:: What you will do ::
Retype the listing below, keeping every line the same.

:: Provided data ::
━━━━

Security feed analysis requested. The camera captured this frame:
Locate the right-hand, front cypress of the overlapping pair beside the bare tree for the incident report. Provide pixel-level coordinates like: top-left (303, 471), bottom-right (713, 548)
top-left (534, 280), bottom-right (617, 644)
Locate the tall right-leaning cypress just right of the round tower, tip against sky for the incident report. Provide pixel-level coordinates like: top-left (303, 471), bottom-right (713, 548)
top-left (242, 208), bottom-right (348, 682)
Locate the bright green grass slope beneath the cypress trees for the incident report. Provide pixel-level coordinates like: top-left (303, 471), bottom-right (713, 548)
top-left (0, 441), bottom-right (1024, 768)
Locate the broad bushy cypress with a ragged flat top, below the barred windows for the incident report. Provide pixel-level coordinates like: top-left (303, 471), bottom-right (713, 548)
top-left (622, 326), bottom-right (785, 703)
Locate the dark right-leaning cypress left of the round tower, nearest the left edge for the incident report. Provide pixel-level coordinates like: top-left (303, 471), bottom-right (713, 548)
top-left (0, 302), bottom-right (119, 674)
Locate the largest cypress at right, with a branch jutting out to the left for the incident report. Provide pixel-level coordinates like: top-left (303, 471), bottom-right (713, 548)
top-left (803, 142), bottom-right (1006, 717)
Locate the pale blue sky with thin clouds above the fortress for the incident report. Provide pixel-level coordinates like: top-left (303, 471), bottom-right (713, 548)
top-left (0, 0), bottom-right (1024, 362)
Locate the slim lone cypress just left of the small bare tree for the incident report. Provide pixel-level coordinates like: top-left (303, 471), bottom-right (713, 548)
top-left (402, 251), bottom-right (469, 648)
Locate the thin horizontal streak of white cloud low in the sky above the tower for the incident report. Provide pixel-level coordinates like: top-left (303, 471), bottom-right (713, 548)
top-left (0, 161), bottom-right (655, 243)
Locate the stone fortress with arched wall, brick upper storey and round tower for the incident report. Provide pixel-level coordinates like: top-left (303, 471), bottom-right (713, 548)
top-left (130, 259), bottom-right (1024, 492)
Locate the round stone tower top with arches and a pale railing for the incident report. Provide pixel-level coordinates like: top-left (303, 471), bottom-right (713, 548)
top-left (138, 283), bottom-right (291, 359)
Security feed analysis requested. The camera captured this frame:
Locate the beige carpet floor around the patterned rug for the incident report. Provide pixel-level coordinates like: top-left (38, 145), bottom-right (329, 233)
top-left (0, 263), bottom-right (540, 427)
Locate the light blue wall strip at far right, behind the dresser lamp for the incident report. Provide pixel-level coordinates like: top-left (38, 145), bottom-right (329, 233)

━━━━

:: Your response ::
Security feed analysis requested. The camera captured this frame:
Locate the right-hand, front cypress of the overlapping pair beside the bare tree for the incident report. Provide pixel-level coordinates like: top-left (303, 471), bottom-right (713, 548)
top-left (534, 280), bottom-right (617, 644)
Locate the tall right-leaning cypress just right of the round tower, tip against sky for the incident report. Provide pixel-level coordinates like: top-left (303, 471), bottom-right (713, 548)
top-left (242, 208), bottom-right (348, 682)
Locate the bright green grass slope beneath the cypress trees for the incident report. Provide pixel-level coordinates like: top-left (303, 471), bottom-right (713, 548)
top-left (0, 441), bottom-right (1024, 768)
Locate the broad bushy cypress with a ragged flat top, below the barred windows for the incident report. Provide pixel-level coordinates like: top-left (303, 471), bottom-right (713, 548)
top-left (622, 326), bottom-right (785, 703)
Locate the dark right-leaning cypress left of the round tower, nearest the left edge for the incident report. Provide pixel-level coordinates like: top-left (303, 471), bottom-right (713, 548)
top-left (0, 302), bottom-right (119, 674)
Locate the largest cypress at right, with a branch jutting out to the left for the incident report. Provide pixel-level coordinates like: top-left (303, 471), bottom-right (713, 548)
top-left (803, 142), bottom-right (1006, 717)
Locate the pale blue sky with thin clouds above the fortress for the incident report. Provide pixel-level coordinates like: top-left (303, 471), bottom-right (713, 548)
top-left (0, 0), bottom-right (1024, 362)
Locate the slim lone cypress just left of the small bare tree for the incident report. Provide pixel-level coordinates like: top-left (303, 471), bottom-right (713, 548)
top-left (402, 251), bottom-right (469, 648)
Locate the thin horizontal streak of white cloud low in the sky above the tower for the incident report. Provide pixel-level coordinates like: top-left (303, 471), bottom-right (713, 548)
top-left (0, 161), bottom-right (655, 243)
Locate the stone fortress with arched wall, brick upper storey and round tower for the incident report. Provide pixel-level coordinates like: top-left (303, 471), bottom-right (713, 548)
top-left (130, 259), bottom-right (1024, 492)
Locate the round stone tower top with arches and a pale railing for the incident report. Provide pixel-level coordinates like: top-left (303, 471), bottom-right (713, 548)
top-left (138, 283), bottom-right (291, 359)
Security feed analysis requested. The camera captured this frame:
Locate the beige carpet floor around the patterned rug for the incident report. Provide pixel-level coordinates like: top-left (38, 145), bottom-right (329, 233)
top-left (0, 263), bottom-right (540, 427)
Locate the light blue wall strip at far right, behind the dresser lamp for the incident report. Provide pixel-level coordinates like: top-left (38, 145), bottom-right (329, 233)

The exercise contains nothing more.